Your instructions.
Transcribe all the records exactly and omit any images they hold.

Exercise material.

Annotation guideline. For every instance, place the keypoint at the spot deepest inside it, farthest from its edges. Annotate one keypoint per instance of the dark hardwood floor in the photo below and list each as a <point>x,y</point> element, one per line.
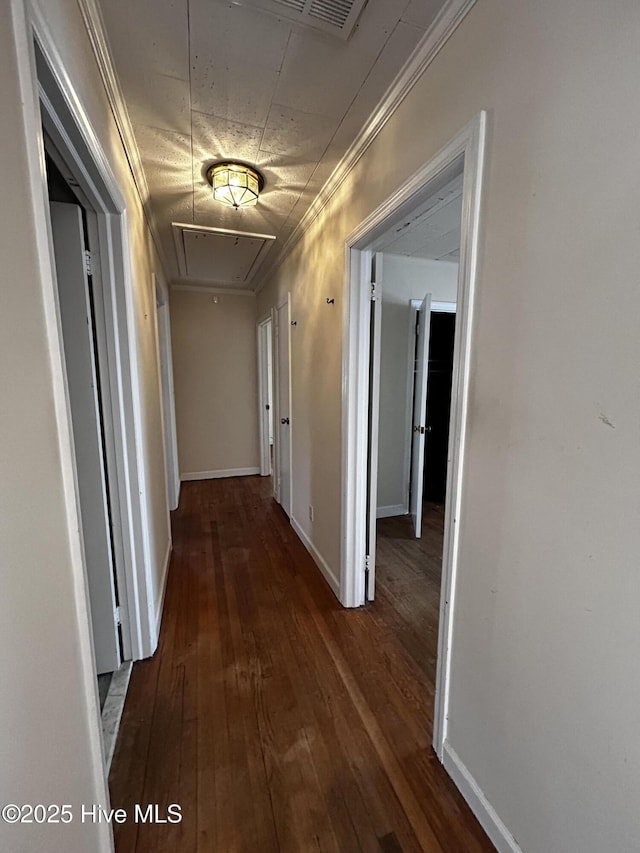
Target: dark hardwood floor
<point>278,720</point>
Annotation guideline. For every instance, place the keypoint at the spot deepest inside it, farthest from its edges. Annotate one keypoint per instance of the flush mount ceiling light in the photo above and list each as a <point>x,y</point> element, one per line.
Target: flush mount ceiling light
<point>235,184</point>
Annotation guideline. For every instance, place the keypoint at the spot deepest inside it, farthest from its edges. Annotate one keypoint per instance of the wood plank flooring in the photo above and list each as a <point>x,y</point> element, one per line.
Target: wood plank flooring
<point>278,720</point>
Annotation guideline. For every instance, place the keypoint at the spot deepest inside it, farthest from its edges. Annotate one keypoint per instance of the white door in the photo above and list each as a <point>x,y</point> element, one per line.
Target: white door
<point>83,385</point>
<point>419,433</point>
<point>375,329</point>
<point>283,425</point>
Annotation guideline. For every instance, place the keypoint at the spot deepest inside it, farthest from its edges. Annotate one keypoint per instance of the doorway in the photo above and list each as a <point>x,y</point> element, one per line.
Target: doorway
<point>64,134</point>
<point>282,398</point>
<point>462,158</point>
<point>87,387</point>
<point>265,398</point>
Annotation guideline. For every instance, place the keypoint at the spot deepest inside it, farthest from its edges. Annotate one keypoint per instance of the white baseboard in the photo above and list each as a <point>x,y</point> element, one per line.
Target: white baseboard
<point>390,511</point>
<point>480,806</point>
<point>222,472</point>
<point>163,590</point>
<point>318,559</point>
<point>112,711</point>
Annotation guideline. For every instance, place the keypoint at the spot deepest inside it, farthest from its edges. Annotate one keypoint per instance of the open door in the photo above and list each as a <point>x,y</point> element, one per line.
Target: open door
<point>76,316</point>
<point>283,425</point>
<point>419,435</point>
<point>374,411</point>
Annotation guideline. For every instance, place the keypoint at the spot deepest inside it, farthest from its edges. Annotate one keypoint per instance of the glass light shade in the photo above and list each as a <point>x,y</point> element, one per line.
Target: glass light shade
<point>235,184</point>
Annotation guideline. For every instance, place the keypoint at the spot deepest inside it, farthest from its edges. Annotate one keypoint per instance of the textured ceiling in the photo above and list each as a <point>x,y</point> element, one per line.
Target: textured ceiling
<point>205,80</point>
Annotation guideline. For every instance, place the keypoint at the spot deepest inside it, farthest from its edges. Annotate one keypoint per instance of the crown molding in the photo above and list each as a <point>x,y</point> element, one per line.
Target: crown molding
<point>94,25</point>
<point>434,39</point>
<point>177,287</point>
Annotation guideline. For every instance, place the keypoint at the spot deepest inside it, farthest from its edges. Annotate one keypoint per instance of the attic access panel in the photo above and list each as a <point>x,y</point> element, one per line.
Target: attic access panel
<point>337,17</point>
<point>218,255</point>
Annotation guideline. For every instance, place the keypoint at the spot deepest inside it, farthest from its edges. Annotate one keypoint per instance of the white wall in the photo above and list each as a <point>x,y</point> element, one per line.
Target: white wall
<point>216,383</point>
<point>546,641</point>
<point>405,279</point>
<point>49,719</point>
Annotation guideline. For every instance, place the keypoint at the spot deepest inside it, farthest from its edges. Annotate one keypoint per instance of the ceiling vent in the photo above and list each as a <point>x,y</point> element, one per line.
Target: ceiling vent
<point>219,256</point>
<point>337,17</point>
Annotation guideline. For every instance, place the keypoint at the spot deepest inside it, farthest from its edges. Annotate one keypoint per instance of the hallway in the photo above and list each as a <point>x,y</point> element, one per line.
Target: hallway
<point>276,719</point>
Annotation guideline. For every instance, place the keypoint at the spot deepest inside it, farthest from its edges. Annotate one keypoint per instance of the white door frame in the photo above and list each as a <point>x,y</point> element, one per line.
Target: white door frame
<point>277,331</point>
<point>437,307</point>
<point>56,108</point>
<point>263,392</point>
<point>465,152</point>
<point>167,393</point>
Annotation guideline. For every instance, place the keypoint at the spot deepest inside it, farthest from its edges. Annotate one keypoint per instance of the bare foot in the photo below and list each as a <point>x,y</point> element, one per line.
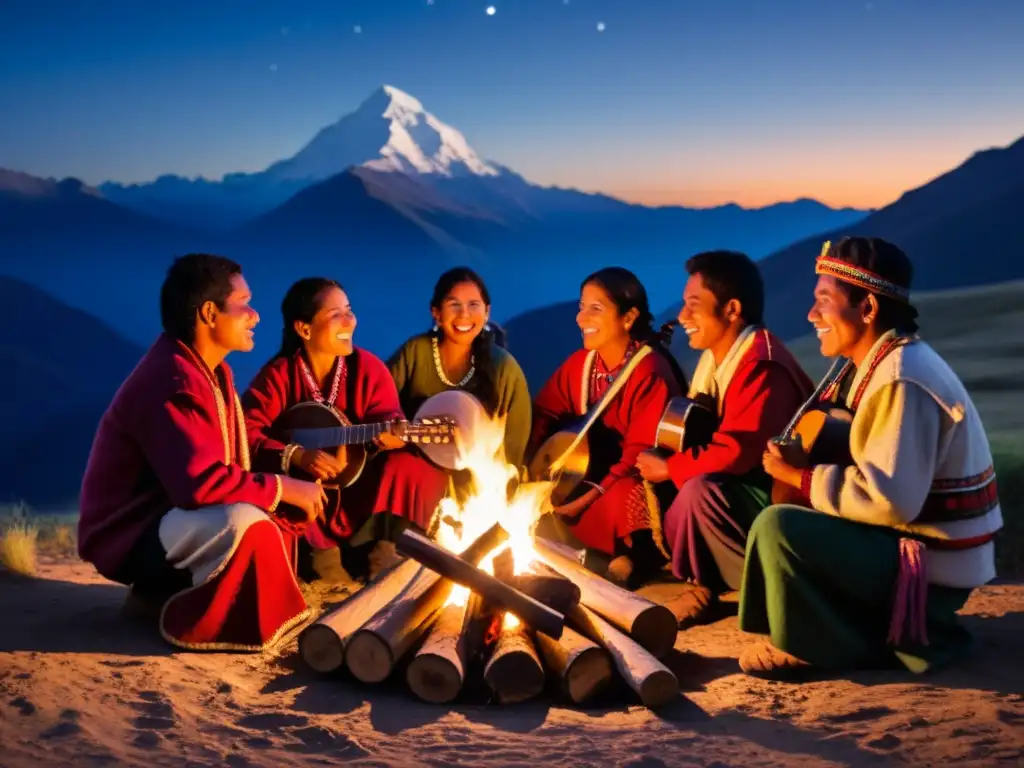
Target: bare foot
<point>620,569</point>
<point>764,659</point>
<point>383,557</point>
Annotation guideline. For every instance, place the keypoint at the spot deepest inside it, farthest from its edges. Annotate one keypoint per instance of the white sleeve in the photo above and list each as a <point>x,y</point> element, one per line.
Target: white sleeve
<point>894,440</point>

Correct response.
Annotation guideline. For every instance, place the keypoint at the spot deepest inside it, farthest from its edges. Annotate one keypoint per instance of the dark hardwood floor in the photo below and list each as a <point>x,y</point> element, one per line.
Target: dark hardwood floor
<point>278,720</point>
Annotation guideline. For every instance, place the keypoint at the spot deepest inside it, farthest from its edges. Annotate one keypoint per instance of the flush mount ceiling light in the photo above and list each as a <point>x,y</point> element, one per line.
Target: flush mount ceiling light
<point>235,184</point>
Annotation guideline. For every instance, place the keypoint at the spot deepest inside it, farthest from its edges. Annotate one keypoint per instance of the wood plank flooring in the photo above and list each as a <point>x,y</point> element, one per line.
Target: wood plank flooring
<point>278,720</point>
Annotation guideline. For every instance, place the keypoint at the spot deepest inside it, farthest from its edges. Annotate one keypoint per instance of the white door in the photo above and list each as a <point>x,y</point> element, one per line.
Target: white door
<point>83,385</point>
<point>419,433</point>
<point>375,329</point>
<point>283,425</point>
Annotation guideline. For every instance, place the keypoint at the spot deepest inside it, farthest from its edges. Annotate one keypoint per instance of the doorway in the photo above and list each as a <point>x,y</point> element, one per line.
Target: doorway
<point>64,134</point>
<point>282,398</point>
<point>462,158</point>
<point>87,387</point>
<point>265,398</point>
Annotation guideline. For every instance, place the keypoint at the spot deepest inside it, farthest from its edges. Annotate one keypoint per instance of the white baseboard in the photo above and list each as a <point>x,y</point> element, one per line.
Target: white baseboard
<point>390,511</point>
<point>480,806</point>
<point>222,472</point>
<point>163,590</point>
<point>318,559</point>
<point>112,711</point>
Annotation guideline. For every instance, place the keypoint at the spot deepest inside it, farthest from its edges. Annotate one keypoint per instance of the open door in the photo above and list each as a <point>x,y</point> element, one per line.
Target: open door
<point>76,316</point>
<point>283,425</point>
<point>419,435</point>
<point>374,411</point>
Annotation guideline. For every instance, place the keypoint at the spot deepest inside it, farthest from its edges. Annotate one keypoint per instance of the glass light shade in the photo above and list each as a <point>x,y</point> element, one per line.
Target: glass light shade
<point>235,184</point>
Annotation guideline. For every instance, place the keypoint at the spot deepest inside it, farthest from its edges. Annotate one keypoint per instance of the textured ceiling in the photo above and list each as a <point>x,y</point> element, one per line.
Target: textured ceiling
<point>205,80</point>
Annotation guideline. For every instance, place the keypoint at the spot deepest inside it, farthest from its edges. Annotate one keypoint per instance of the crown molding in the photo above and list each as a <point>x,y</point> element, one per line.
Target: crown molding
<point>94,25</point>
<point>434,39</point>
<point>177,287</point>
Annotation guideline. For every instance, place the keypoint at the spot deepest inside it, farthest from its edges. Annotate one keypoint per instance of the attic access panel in the photo above and list each as a <point>x,y</point> element, one per line.
Target: attic access panel
<point>337,17</point>
<point>218,255</point>
Annotation guideline. For every instance, place the keypoint at the spot deepest inside it, farthest from its edges. Annotate one keypoint per instance of the white wall in the photo above and list each as a <point>x,y</point> element, one per line.
Target: white wall
<point>216,383</point>
<point>546,641</point>
<point>405,279</point>
<point>49,719</point>
Annotation guideline. For every instance, place the keypoint at the spot deepest inside it, farthest from its edges. Annotate one keypoint per instance of the ceiling vent in the photo above and list each as a <point>x,y</point> element, one per line.
Target: ceiling vent
<point>219,256</point>
<point>337,17</point>
Annotation guideline. For every instance, place the keypoint at the spot deepest inside it, farthest from its edges. Annotate one keypoint per instance of the hallway in the photo above and list each as a <point>x,y</point> element, one per line.
Target: hallway
<point>276,719</point>
Annotation guideline. For every instance, place the keypoint at the spot deepest inside it, farthest from its edges. Annotate one keypoint per instance of the white door frame in the photo above and list each as a <point>x,y</point> element, one per line.
Target: white door frame
<point>277,331</point>
<point>437,307</point>
<point>56,108</point>
<point>263,392</point>
<point>465,152</point>
<point>167,393</point>
Annotation guideline. For every instance, place the keypoint at the spot deepest inside it, farthest from its edges. Annotate one keypoint per instance of the bare foot in the photo below and list each as a <point>x,y</point> element, one per line.
Target: bare foot
<point>620,569</point>
<point>764,659</point>
<point>383,557</point>
Annotation guideline. For every instance, place the keypoint at the spot deepest inside it, farthest from its edges. Annotate one keypoint per instance of the white sleeve in the photo above and list each as a <point>x,y</point> element, one per line.
Target: white sleeve
<point>894,440</point>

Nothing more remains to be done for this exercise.